Given records:
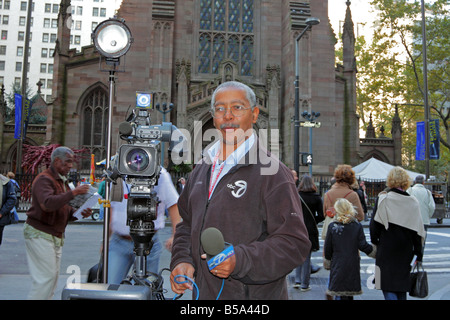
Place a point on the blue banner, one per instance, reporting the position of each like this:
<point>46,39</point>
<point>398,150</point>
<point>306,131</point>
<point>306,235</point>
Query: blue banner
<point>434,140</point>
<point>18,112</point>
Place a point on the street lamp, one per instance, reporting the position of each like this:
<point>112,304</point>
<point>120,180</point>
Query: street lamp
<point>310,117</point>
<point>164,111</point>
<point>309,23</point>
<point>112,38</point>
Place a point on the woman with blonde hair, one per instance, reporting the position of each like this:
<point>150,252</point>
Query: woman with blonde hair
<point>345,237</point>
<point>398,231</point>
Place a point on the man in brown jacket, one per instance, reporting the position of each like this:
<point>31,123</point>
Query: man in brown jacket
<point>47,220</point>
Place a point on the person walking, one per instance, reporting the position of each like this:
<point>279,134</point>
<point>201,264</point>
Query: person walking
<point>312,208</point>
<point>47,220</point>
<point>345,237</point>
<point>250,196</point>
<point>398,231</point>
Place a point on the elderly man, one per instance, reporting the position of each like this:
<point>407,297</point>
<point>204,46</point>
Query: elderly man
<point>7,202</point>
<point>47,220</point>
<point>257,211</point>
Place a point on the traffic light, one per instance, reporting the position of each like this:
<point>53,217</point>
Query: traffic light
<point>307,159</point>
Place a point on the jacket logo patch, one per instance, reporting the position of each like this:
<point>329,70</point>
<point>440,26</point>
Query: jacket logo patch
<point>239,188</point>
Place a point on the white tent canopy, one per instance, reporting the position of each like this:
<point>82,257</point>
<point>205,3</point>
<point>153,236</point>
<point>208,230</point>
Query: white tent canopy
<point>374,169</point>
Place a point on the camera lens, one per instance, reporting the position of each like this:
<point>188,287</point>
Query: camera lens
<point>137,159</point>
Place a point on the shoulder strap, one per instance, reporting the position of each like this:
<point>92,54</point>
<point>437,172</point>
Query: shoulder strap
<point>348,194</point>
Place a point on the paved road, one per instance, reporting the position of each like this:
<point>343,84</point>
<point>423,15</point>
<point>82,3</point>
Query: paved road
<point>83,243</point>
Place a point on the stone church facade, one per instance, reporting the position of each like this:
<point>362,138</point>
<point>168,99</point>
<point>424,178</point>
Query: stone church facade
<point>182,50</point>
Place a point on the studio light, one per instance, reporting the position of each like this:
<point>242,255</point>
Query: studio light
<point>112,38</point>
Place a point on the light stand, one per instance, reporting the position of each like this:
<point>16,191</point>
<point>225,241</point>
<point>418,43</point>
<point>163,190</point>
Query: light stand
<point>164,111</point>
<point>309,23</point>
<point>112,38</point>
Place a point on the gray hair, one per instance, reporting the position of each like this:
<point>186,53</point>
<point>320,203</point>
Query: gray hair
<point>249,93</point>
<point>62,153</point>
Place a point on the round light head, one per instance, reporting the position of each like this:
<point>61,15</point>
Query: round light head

Task objective:
Rewrite the rows above as a numbered list with one line per item, skipping blank lines and omitting the pictures.

Reply:
1. Place a point on the blue banner, one per instance, reporting the position of each like this:
2. <point>46,39</point>
3. <point>398,150</point>
4. <point>306,131</point>
5. <point>306,235</point>
6. Query: blue banner
7. <point>434,140</point>
8. <point>18,112</point>
9. Place a point on the street lamp, one per instance, reporting the position of each like this:
10. <point>112,304</point>
11. <point>120,180</point>
12. Query: street lamp
13. <point>310,117</point>
14. <point>164,111</point>
15. <point>309,23</point>
16. <point>112,38</point>
17. Place a point on the woman with blonde hair, one per instance, reporting the position of each like this:
18. <point>150,252</point>
19. Query: woman with blonde hair
20. <point>345,237</point>
21. <point>398,231</point>
22. Place a point on the man in brown jacket, one per instance, reporting the position of each like this:
23. <point>31,123</point>
24. Query: man in brown jacket
25. <point>47,220</point>
26. Place a point on the person walking, one per instance, reporting the position of each like this:
27. <point>279,134</point>
28. <point>201,264</point>
29. Query: person walking
30. <point>312,208</point>
31. <point>47,220</point>
32. <point>345,237</point>
33. <point>250,196</point>
34. <point>398,231</point>
35. Place a point on the elderly man, one per instance, reporting the position of each like this:
36. <point>407,297</point>
37. <point>204,46</point>
38. Query: elderly man
39. <point>7,202</point>
40. <point>47,220</point>
41. <point>257,211</point>
42. Place a point on the traffic light, one per instance, reporting the position of each like this:
43. <point>53,217</point>
44. Query: traffic light
45. <point>307,159</point>
46. Place a point on the jacket logo patch, one per instance, reporting the position of each like this:
47. <point>329,70</point>
48. <point>440,26</point>
49. Query: jacket logo patch
50. <point>239,188</point>
51. Place a point on the white tent canopy, one per instance, reporting the position of each like this:
52. <point>82,257</point>
53. <point>205,3</point>
54. <point>153,236</point>
55. <point>208,230</point>
56. Query: white tent canopy
57. <point>374,169</point>
58. Place a point on the camera lens, one per instance, reporting the position of each like this:
59. <point>188,287</point>
60. Query: camera lens
61. <point>137,159</point>
62. Place a point on the shoulder strap, one per instance, reporting the position of each like this:
63. <point>92,54</point>
64. <point>437,172</point>
65. Query: shoulder strap
66. <point>348,194</point>
67. Place a point on the paved road, one per instance, reporting the position of each like this:
68. <point>343,84</point>
69. <point>423,15</point>
70. <point>82,3</point>
71. Query: paved road
72. <point>83,243</point>
73. Place a point on the stone church facade, one per instance, reporting the position of each like this:
74. <point>362,138</point>
75. <point>168,99</point>
76. <point>424,178</point>
77. Query: stone church facade
78. <point>182,50</point>
79. Place a point on the studio light, one per instance, reporting the position of each like this:
80. <point>242,255</point>
81. Query: studio light
82. <point>112,38</point>
83. Place a point on the light stand, one per instance, reporting the position of each like this:
84. <point>16,191</point>
85. <point>225,241</point>
86. <point>418,43</point>
87. <point>163,190</point>
88. Query: light stand
89. <point>164,111</point>
90. <point>309,23</point>
91. <point>112,38</point>
92. Place a point on the gray hair, one per instance, reporting the position of each like this:
93. <point>186,53</point>
94. <point>320,203</point>
95. Query: gray hair
96. <point>249,93</point>
97. <point>62,153</point>
98. Place a point on the round light head, one per instance, reporting the position of each like this:
99. <point>61,15</point>
100. Query: round light head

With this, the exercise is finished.